*Short problem:*
The records below are to be repeated in full, exactly as they are.

*Data rows:*
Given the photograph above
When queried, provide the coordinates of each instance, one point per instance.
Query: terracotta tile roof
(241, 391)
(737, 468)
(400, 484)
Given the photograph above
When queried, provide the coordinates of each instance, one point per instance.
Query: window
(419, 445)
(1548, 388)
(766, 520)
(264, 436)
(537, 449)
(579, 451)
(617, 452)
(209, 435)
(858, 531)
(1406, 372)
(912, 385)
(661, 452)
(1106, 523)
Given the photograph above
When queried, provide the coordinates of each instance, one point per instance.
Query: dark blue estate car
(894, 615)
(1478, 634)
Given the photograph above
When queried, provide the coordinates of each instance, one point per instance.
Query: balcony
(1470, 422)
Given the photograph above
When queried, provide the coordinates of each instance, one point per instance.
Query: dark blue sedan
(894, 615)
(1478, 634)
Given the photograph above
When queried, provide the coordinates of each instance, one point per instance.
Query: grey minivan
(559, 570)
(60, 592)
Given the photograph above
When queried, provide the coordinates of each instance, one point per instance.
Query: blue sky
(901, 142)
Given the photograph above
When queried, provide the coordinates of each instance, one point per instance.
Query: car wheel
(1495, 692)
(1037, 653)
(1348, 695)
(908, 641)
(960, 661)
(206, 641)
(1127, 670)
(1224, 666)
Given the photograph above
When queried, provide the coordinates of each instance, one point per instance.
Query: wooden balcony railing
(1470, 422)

*The solution:*
Given the photograph above
When queried, provide the coordinates of each instance, one point per instance.
Query: terracotta tile roof
(241, 391)
(737, 468)
(400, 484)
Given the photograph above
When queried, provide the coordinates of each instance, one point per instance.
Query: window
(419, 445)
(1548, 388)
(766, 520)
(264, 436)
(537, 449)
(579, 451)
(617, 452)
(209, 435)
(858, 531)
(1406, 372)
(912, 385)
(661, 452)
(1106, 523)
Given the photograph above
When queried, provide the coordinates of each instance, one point per instance.
Query: dark blue estate car
(894, 615)
(1478, 634)
Given the photograph above
When queried, provide the coordinates of each instance, one point per instance.
Query: balcony
(1470, 422)
Given the photograph above
When queried, provide the coordinates of each instance, one point per instance.
Query: dark blue sedan
(894, 615)
(1478, 634)
Given the photograph above
When queried, provide the coordinates of each instance, one point per instance.
Query: grey minivan
(559, 570)
(60, 592)
Given the photograph above
When queried, provide the coordinates of each instance, one point per instance.
Query: blue sky
(901, 142)
Given the photograph above
When queried, provide the coordinates of each instance, one point per instance.
Query: car wheel
(1495, 692)
(1037, 653)
(1348, 695)
(908, 641)
(960, 661)
(206, 641)
(1127, 670)
(1224, 666)
Given the photograph above
When queried, provide the coordinates of each instance, one point per instance.
Query: wooden balcony railing
(1470, 422)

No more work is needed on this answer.